=== Task objective ===
Return the records from the first line through the line containing "See the UI screenshot above and locate the railway", and leave out the pictures.

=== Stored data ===
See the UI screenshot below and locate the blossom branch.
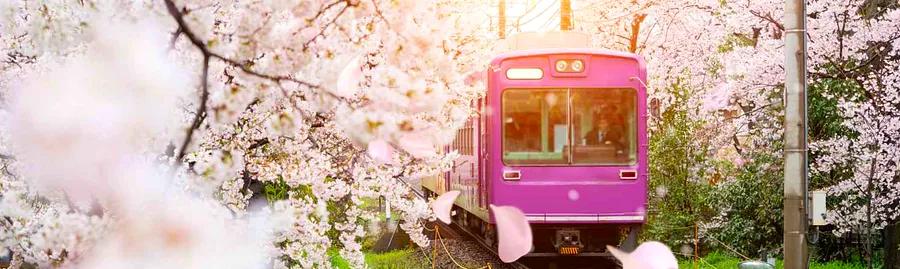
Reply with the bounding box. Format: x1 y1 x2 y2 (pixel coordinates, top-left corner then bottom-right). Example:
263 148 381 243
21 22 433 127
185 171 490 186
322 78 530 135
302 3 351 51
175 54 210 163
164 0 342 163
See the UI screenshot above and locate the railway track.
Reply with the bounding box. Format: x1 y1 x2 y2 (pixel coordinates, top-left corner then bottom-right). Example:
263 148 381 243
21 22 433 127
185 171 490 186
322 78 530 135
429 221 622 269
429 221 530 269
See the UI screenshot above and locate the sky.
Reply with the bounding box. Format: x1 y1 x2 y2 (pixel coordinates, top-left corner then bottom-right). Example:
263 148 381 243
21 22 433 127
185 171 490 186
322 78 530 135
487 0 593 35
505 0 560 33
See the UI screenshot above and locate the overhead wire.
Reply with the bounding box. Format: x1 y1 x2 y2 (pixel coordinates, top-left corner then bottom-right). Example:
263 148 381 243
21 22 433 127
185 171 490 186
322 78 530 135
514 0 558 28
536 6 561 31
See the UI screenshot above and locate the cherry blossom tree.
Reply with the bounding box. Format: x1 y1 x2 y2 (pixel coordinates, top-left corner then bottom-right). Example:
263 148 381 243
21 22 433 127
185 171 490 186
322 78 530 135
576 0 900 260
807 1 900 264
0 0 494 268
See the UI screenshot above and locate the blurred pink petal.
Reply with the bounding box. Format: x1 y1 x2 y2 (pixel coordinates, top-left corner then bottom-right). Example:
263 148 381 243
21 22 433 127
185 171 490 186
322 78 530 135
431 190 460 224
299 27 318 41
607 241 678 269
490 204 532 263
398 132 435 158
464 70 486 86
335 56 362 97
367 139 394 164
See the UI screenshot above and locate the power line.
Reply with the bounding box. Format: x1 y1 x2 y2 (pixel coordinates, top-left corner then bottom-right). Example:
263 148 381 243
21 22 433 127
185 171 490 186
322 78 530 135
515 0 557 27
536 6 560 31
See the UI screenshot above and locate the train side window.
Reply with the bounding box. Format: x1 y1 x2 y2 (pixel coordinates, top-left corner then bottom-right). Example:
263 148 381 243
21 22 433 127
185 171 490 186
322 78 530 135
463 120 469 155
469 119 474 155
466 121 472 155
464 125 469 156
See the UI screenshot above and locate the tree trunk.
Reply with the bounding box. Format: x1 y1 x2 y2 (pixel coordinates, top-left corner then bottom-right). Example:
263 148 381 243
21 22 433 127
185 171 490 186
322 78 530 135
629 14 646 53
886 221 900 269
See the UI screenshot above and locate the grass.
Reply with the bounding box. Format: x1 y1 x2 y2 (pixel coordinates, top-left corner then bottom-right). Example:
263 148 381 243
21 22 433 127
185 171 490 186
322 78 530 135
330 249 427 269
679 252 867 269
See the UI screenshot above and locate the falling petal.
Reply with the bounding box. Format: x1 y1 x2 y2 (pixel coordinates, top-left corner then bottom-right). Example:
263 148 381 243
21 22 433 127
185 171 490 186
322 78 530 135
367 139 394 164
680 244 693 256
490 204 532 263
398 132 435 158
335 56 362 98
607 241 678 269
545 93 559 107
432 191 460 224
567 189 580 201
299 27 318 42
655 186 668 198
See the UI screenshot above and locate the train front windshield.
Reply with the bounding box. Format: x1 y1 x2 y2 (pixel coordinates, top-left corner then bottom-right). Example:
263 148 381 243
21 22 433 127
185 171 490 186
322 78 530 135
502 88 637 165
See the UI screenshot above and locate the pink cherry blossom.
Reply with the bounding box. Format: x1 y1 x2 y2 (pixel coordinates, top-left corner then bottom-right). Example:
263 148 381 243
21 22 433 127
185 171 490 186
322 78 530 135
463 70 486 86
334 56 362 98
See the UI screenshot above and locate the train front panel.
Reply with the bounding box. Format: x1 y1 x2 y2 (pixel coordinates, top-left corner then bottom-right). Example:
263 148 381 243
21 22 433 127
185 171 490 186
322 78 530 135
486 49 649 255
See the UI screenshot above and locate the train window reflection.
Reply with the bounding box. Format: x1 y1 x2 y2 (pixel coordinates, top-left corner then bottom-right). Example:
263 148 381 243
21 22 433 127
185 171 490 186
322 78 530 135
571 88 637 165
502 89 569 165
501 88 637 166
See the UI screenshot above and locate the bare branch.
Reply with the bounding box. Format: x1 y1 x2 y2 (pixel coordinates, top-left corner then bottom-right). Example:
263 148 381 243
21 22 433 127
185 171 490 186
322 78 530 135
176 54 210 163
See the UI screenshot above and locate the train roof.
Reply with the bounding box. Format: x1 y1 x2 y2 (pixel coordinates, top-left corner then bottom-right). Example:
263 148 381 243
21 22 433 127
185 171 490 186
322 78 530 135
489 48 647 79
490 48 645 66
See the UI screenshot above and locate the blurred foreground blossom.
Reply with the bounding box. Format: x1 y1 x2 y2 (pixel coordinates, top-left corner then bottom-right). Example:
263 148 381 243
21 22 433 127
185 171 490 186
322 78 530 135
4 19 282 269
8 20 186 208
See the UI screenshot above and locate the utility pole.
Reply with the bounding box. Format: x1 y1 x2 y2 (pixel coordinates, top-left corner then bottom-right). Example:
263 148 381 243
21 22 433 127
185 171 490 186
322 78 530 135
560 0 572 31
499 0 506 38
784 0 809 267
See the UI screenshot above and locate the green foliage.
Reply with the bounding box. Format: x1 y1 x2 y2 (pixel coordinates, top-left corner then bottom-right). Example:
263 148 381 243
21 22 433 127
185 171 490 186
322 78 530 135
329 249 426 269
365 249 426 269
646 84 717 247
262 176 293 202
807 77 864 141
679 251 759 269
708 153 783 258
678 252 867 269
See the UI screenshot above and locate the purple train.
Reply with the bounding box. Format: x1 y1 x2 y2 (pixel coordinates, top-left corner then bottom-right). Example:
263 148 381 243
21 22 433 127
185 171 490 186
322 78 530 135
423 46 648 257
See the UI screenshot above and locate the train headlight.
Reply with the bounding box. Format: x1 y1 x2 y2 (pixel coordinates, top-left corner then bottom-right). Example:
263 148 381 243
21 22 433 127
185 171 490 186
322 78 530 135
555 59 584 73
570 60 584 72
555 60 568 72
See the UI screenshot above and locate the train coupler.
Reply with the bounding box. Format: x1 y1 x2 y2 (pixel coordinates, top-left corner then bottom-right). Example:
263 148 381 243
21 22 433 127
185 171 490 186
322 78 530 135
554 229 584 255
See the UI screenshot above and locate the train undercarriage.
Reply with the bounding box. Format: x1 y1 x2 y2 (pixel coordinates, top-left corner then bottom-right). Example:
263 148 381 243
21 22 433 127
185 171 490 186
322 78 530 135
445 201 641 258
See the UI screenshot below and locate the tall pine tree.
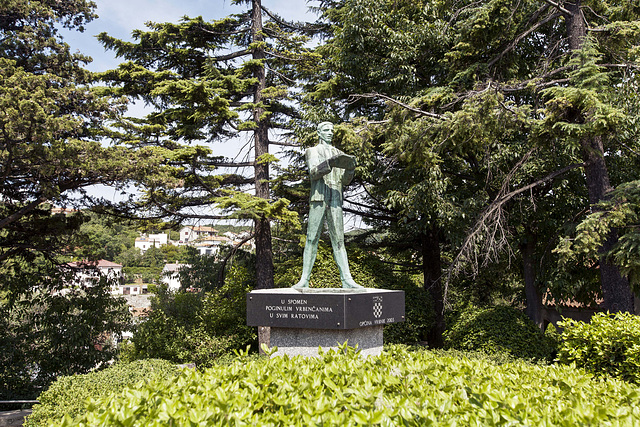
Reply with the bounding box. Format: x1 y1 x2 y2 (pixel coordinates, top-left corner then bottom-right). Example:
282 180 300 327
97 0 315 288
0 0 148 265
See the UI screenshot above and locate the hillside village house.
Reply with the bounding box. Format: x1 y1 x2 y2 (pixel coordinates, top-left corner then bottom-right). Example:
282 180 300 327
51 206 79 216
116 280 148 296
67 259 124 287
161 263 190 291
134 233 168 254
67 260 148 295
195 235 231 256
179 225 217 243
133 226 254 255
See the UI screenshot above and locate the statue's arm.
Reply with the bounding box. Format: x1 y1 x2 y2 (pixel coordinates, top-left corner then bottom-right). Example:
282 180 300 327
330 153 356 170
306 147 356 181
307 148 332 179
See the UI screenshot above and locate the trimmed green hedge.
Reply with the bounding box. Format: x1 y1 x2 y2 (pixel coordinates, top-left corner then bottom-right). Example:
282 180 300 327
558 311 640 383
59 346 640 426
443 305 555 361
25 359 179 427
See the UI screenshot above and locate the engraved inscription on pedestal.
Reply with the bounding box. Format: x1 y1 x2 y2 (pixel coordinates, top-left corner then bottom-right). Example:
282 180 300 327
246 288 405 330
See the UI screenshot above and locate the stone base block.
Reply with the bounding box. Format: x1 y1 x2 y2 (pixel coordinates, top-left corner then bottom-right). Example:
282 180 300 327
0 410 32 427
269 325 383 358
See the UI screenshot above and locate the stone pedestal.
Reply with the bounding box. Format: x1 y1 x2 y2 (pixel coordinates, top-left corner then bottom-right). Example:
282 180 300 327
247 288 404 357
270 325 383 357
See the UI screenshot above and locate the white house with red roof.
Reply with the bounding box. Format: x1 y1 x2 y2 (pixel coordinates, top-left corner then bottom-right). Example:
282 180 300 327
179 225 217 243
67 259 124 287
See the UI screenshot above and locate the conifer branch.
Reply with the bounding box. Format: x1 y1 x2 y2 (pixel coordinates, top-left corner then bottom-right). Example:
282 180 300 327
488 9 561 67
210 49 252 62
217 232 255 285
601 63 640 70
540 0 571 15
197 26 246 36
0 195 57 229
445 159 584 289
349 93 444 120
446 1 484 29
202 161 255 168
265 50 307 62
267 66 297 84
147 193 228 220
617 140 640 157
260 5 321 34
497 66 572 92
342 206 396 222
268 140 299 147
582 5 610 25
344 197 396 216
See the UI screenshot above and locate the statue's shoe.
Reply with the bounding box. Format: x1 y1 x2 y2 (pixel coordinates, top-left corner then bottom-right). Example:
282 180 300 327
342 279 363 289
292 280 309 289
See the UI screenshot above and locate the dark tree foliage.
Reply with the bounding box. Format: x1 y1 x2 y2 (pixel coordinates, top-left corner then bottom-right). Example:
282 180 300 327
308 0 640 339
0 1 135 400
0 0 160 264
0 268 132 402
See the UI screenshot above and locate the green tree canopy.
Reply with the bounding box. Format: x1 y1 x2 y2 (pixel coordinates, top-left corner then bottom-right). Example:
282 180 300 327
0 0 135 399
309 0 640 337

=== The completed task ===
See the UI screenshot below and locate the blossom branch.
Reply with the bounding box. Format: x1 y1 x2 y2 (pixel coordinates, top-left corner then bottom-right). Example:
263 148 381 243
21 22 433 127
185 171 490 186
322 78 530 135
302 3 351 51
175 54 210 163
164 0 342 163
See the UI screenshot above and locate the railway track.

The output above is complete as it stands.